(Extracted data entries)
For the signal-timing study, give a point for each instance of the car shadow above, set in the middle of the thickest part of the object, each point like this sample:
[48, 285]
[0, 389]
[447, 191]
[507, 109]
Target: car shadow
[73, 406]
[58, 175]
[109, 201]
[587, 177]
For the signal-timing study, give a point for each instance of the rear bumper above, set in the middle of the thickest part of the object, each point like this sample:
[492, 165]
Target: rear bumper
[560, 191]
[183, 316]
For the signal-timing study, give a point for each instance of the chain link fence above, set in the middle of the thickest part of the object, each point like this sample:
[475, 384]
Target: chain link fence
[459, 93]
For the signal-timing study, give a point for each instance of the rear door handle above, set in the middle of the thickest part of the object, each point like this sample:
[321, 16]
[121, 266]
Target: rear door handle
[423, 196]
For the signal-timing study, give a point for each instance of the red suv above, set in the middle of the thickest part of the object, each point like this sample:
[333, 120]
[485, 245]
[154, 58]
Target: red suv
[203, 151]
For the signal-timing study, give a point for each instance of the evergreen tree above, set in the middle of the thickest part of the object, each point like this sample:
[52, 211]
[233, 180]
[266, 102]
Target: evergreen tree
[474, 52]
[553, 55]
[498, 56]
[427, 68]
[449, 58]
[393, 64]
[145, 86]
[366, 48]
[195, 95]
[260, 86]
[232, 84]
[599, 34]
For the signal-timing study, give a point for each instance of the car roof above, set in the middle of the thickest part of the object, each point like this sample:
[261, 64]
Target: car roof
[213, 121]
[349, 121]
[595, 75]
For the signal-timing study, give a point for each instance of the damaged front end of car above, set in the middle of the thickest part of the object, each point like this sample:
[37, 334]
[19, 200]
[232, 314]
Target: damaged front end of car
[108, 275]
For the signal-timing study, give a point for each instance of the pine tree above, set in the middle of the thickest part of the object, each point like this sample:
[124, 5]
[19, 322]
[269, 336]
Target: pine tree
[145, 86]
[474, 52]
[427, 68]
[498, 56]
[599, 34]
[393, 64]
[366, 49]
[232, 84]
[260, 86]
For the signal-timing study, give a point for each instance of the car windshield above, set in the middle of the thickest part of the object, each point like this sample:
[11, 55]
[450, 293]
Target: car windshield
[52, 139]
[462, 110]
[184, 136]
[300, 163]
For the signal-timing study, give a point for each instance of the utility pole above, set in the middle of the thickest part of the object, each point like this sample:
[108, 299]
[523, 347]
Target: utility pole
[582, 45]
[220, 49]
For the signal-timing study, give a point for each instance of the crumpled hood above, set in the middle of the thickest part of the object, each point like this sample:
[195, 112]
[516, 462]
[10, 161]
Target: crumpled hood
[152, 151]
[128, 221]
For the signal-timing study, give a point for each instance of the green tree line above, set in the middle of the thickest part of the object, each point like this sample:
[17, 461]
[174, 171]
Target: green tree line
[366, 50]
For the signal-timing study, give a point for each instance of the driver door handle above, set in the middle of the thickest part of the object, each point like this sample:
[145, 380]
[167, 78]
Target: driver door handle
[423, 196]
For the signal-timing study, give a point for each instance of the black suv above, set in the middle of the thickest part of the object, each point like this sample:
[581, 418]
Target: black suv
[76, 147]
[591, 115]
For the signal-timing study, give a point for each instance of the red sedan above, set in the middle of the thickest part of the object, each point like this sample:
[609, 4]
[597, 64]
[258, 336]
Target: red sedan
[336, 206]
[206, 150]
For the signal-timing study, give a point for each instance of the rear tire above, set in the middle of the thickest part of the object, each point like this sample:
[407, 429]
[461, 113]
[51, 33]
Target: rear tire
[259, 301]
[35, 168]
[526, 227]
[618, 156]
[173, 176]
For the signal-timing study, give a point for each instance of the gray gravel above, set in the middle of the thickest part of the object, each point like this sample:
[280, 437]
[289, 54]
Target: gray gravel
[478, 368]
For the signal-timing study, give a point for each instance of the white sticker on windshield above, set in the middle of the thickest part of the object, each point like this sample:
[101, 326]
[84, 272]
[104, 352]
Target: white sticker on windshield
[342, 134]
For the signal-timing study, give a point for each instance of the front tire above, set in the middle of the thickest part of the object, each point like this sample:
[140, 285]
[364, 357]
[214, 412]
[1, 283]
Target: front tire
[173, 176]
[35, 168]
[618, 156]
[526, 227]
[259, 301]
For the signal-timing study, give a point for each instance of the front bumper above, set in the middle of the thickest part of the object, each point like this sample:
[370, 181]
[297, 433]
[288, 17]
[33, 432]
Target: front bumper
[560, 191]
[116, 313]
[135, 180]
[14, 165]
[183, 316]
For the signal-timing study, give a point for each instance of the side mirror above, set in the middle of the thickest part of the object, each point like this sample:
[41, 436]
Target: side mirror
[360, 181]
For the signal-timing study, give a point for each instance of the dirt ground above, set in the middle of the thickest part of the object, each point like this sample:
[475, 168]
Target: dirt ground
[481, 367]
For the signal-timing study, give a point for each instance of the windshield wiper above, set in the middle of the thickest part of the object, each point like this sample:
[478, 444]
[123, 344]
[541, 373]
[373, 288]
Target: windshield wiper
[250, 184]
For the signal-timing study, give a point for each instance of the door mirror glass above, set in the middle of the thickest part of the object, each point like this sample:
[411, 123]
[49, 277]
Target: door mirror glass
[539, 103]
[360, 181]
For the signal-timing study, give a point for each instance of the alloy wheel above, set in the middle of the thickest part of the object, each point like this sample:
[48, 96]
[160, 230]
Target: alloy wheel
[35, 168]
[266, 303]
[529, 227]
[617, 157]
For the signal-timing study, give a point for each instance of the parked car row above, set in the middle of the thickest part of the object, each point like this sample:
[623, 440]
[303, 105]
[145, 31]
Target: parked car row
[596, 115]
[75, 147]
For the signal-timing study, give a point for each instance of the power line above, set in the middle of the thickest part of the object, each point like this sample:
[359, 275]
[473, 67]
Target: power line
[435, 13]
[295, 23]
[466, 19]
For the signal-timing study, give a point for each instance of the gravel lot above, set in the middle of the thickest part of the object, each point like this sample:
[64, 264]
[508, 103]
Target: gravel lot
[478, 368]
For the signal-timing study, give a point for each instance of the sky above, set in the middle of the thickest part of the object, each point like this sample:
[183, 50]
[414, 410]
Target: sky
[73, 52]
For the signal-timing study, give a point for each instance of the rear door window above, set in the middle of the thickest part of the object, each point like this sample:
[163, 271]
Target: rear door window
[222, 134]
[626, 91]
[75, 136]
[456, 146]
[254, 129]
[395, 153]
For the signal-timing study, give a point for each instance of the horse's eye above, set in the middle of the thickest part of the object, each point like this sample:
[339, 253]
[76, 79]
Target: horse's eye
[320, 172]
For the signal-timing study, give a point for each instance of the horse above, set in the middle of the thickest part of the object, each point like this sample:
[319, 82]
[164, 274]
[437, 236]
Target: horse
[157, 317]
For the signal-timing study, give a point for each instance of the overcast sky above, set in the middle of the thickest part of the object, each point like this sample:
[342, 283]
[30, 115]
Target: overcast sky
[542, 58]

• **REQUIREMENT**:
Word for word, copy every entry.

• **TASK ANSWER**:
For the signal-timing study, give a point for each instance of the car shadow above, set in the middle of the thickest part of the object, each point like this sample:
[48, 285]
[0, 389]
[447, 191]
[507, 109]
Target: car shadow
[73, 406]
[58, 175]
[109, 201]
[587, 177]
For the signal-timing study, give a point for each instance of the rear bumper above, set in the middle of the thickest part of the object, each point like this sample:
[492, 165]
Target: rear bumper
[560, 191]
[183, 316]
For the signal-timing study, give a point for each instance of the chain link fence above, set in the middle of the thickest part of the object, each point like this sample:
[475, 384]
Target: chain link fence
[459, 93]
For the signal-timing study, give a point for each instance of the rear door handle above, set in the middle of the thickest part of the object, each point like this sample:
[321, 16]
[121, 266]
Target: rear door handle
[423, 196]
For the signal-timing study, give a point for each instance of the red suv above, set in the middle of the thickest part of the object, each point like this sample:
[333, 120]
[485, 245]
[154, 58]
Target: red suv
[203, 151]
For the signal-timing study, give a point for each instance of the evergreen tree above, set in the middle of the thickest part of the object, each point like this sample:
[52, 211]
[233, 180]
[266, 102]
Target: evergreen tree
[474, 52]
[553, 55]
[498, 56]
[427, 68]
[449, 58]
[393, 64]
[145, 86]
[366, 48]
[195, 95]
[260, 86]
[232, 84]
[599, 34]
For the signal-timing study, give a point for each instance of the car roof above, set in the middle of the thickest part of the object, each point like this sample:
[261, 64]
Target: car roof
[213, 121]
[349, 121]
[595, 75]
For the signal-timing study, give a point for each instance of the damaged front end of car above, set in the middle of the thickest part of the object, each point like this sample:
[37, 334]
[19, 200]
[232, 314]
Target: damaged front end of car
[108, 275]
For the signal-timing study, give a point for each instance of the pine tree above, set in the middle of the thickest part of the object, each point like this sample:
[124, 5]
[19, 322]
[269, 336]
Target: pine tree
[145, 86]
[474, 52]
[427, 68]
[498, 56]
[599, 34]
[393, 64]
[366, 49]
[232, 84]
[260, 86]
For the signal-timing study, give a point for each instance of the car windshield above, set in the middle of the thickest part of the object, each point like this sample:
[11, 55]
[450, 293]
Target: car windshield
[52, 139]
[462, 110]
[184, 136]
[300, 163]
For the signal-timing study, give a point for each instance of the utility pole above, set in the middle of the thickest part of the object, each point like this sample:
[108, 299]
[523, 347]
Target: utility pole
[582, 45]
[220, 49]
For the signal-timing study, give a point for each instance of the crumpled hood above, set in the middle of the thickest part of the object, each point like this sample:
[195, 112]
[516, 462]
[10, 161]
Target: crumpled hood
[152, 151]
[128, 221]
For the signal-timing study, give a point for each instance of the green tree line above, set in the middle of the thickest part of the object, each point like this sample:
[17, 461]
[174, 171]
Target: green tree line
[366, 50]
For the signal-timing study, give a point for each instance of the driver door handle above, set in the middle of the thickest part of the object, each point like this sample:
[145, 380]
[167, 78]
Target: driver door handle
[423, 196]
For the signal-timing study, give a point for each instance of the black suv above, set in the middle of the thickest part of the object, each point like this sample:
[581, 418]
Target: black suv
[76, 147]
[591, 115]
For the signal-timing study, give a point for each instance of the red sedan above, set in the middle of the thickest part of the object, each point like this sample:
[609, 4]
[597, 64]
[258, 336]
Target: red sedan
[336, 206]
[206, 150]
For the signal-timing study, give a point for each instance of the rear tire above, set in the middle of the thickest part of the object, each point like this sample:
[407, 429]
[461, 113]
[51, 33]
Target: rear tire
[259, 301]
[35, 168]
[526, 227]
[618, 156]
[173, 176]
For the signal-timing study, give a point for each instance of the gray gravel above, set in the middle of the thickest part of the object, each point like this sample:
[280, 437]
[289, 54]
Target: gray gravel
[478, 368]
For the signal-timing study, give a point for each instance of the white sticker on windshield above, set in the middle of the thickest part of the object, each point like this sample:
[101, 326]
[84, 272]
[104, 352]
Target: white sticker on windshield
[342, 134]
For the signal-timing study, give a point for each instance of the front tire above, set in the middle of the thickest part of the object, each point like this sample:
[140, 285]
[364, 357]
[214, 412]
[1, 283]
Target: front tire
[173, 176]
[35, 168]
[618, 156]
[526, 227]
[259, 301]
For the signal-timing study, give a point for each instance of the front bumper above, set in the middle of the thickest part of the object, each point like this sample:
[370, 181]
[297, 433]
[288, 17]
[33, 432]
Target: front bumper
[560, 191]
[116, 313]
[135, 180]
[14, 165]
[183, 316]
For the signal-timing study, give a point for each instance of the side mirror above, set in the middle of the thickest part of the object, each point like this sample:
[41, 436]
Target: side mirror
[360, 181]
For the signal-timing study, give a point for each instance of the dirt ground above, set in the middle of the thickest part of the object, each point like this sample:
[475, 168]
Target: dirt ground
[481, 367]
For the signal-timing study, give a point for each instance of the windshield wiper above, set in the middle of the thickest part of the object, each point like this sample:
[478, 444]
[123, 344]
[541, 373]
[373, 288]
Target: windshield wiper
[250, 184]
For the signal-timing study, give a point for each instance of the door mirror glass above, set in the middle of the thickest part of the object, each point like this sample:
[411, 123]
[49, 277]
Target: door mirror glass
[539, 103]
[360, 181]
For the signal-timing study, give a point for each instance of the alloy wheel above, set in the middle of the thickest part of the object, each point like this sample:
[48, 96]
[160, 230]
Target: alloy wheel
[35, 168]
[266, 303]
[529, 227]
[617, 157]
For the signal-timing study, give a point for each instance of the parked car row above, set in the middle of the thickest part of the object, each point like this sample:
[623, 440]
[303, 105]
[145, 31]
Target: parked car row
[596, 115]
[75, 147]
For the signal-timing study, give a point for each instance of the power line above, set in the middle of the thickest part of the object, each point like this sample:
[359, 275]
[473, 67]
Target: power line
[435, 13]
[295, 23]
[466, 19]
For the signal-timing study, give a point for each instance of the gravel lot above, set in the middle of the thickest part of the object, each point like this sample:
[64, 264]
[508, 103]
Target: gravel lot
[478, 368]
For the signal-timing study, give a point for each instance of the sky above, set in the middle of the thickest part of the object, each point like this sample:
[183, 50]
[414, 410]
Target: sky
[73, 52]
For the signal-timing study, give a point for each instance of the rear door window above, set in the middle of the thickest part of the object, each point like this sample:
[163, 271]
Target: rear door window
[222, 134]
[626, 91]
[75, 136]
[456, 146]
[254, 129]
[395, 153]
For the signal-timing study, give a point for each instance of the horse's eye above, set in the middle of the thickest part of the object, each point like this sample:
[339, 253]
[76, 79]
Target: horse's eye
[320, 172]
For the signal-timing study, give a point for each instance of the horse above, set in the middle of the thickest part of the object, each point like this sample:
[319, 82]
[164, 274]
[437, 236]
Target: horse
[157, 317]
For the signal-timing study, give a point for each instance of the overcast sky above, set in the middle of the thickest part of the object, each point like this sample:
[342, 283]
[30, 115]
Target: overcast sky
[542, 58]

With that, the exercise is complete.